◆ **Your goal**:
All of the data below should be written out again exactly.

[Dataset entries]
════════════════════

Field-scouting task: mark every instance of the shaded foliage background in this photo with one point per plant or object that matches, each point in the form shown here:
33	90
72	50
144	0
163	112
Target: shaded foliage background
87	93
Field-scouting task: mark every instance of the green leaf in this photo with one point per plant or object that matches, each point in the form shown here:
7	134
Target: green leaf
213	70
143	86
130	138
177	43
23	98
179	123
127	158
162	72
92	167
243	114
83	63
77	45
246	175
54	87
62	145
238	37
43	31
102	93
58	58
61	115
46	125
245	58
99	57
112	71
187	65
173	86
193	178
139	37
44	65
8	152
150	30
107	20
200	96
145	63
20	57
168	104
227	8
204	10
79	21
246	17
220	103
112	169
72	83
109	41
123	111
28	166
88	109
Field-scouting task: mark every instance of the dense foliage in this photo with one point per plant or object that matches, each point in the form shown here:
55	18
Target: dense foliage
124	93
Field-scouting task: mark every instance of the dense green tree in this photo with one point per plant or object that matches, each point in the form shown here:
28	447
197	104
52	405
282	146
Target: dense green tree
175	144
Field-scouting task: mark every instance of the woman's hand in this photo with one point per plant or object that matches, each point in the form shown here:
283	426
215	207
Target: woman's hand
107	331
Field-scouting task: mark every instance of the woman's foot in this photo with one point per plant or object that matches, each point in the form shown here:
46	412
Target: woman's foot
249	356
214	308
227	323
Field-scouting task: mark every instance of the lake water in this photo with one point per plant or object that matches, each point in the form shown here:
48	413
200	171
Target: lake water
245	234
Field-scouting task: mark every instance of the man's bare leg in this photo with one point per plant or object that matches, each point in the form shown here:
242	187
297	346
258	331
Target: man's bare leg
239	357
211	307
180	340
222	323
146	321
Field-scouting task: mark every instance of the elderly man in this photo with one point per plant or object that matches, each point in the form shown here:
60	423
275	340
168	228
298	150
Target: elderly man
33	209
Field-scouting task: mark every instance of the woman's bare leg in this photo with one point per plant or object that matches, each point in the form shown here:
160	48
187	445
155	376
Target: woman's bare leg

════════════════════

◆ **Result of the task**:
Field-scouting task: mark every instance of the shaded foliage background in this photo with one point per plant or object that matches, each point in the form shown here:
33	90
72	50
144	0
163	112
Target: shaded foliage background
87	93
Field-scouting task: mark every instance of the green leaf in this photo with one point per plant or object that matches, each point in the form shown here:
7	134
Target: green leaf
213	70
143	86
130	138
177	43
23	98
179	123
127	158
162	72
92	167
243	114
83	63
77	45
246	175
54	87
62	145
238	37
43	31
102	93
58	58
61	115
46	125
245	58
99	57
112	71
187	65
173	86
193	178
139	37
44	65
8	152
150	30
107	20
200	96
145	63
20	57
168	104
227	8
204	10
79	21
246	17
220	103
112	169
72	83
109	41
123	111
28	166
88	109
Field-scouting task: mark every instance of the dense foliage in this photo with one point per plant or object that matches, each point in the form shown here:
55	18
Target: dense foliage
124	93
Field-scouting task: mark every instance of the dense green tree in this photo with one point per plant or object that matches, each point in the form shown here:
28	447
197	104
52	405
282	146
Target: dense green tree
175	144
Field-scouting task: mark every instance of the woman's hand in this photo with one point per plant or object that matches, each point in the form shown here:
283	426
215	207
Target: woman's hand
107	331
Field-scouting task: mark every instance of the woman's foot in this photo with one point per plant or object that matches, each point in the form shown here:
46	412
Target: woman's foot
249	356
214	308
227	323
Field-scouting task: mark every instance of the lake water in this photo with one point per plant or object that matches, each point in the form shown here:
48	413
200	171
Target: lake water
245	234
Field-scouting task: mark every instance of the man's bare leg in this photo with one point per plant or object that matches, each point in the form shown here:
242	187
297	346
258	331
Target: man's bare leg
239	357
211	307
180	340
222	323
146	321
Field-scouting task: mark every instance of the elderly man in this photo with one point per plant or object that matches, each point in the form shown here:
60	423
275	340
168	228
298	150
Target: elderly man
33	209
Field-scouting task: mark every instance of the woman's bare leg in this photo with one point per plant or object that matches, each point in the form shown here:
160	48
187	445
155	376
Target: woman's bare leg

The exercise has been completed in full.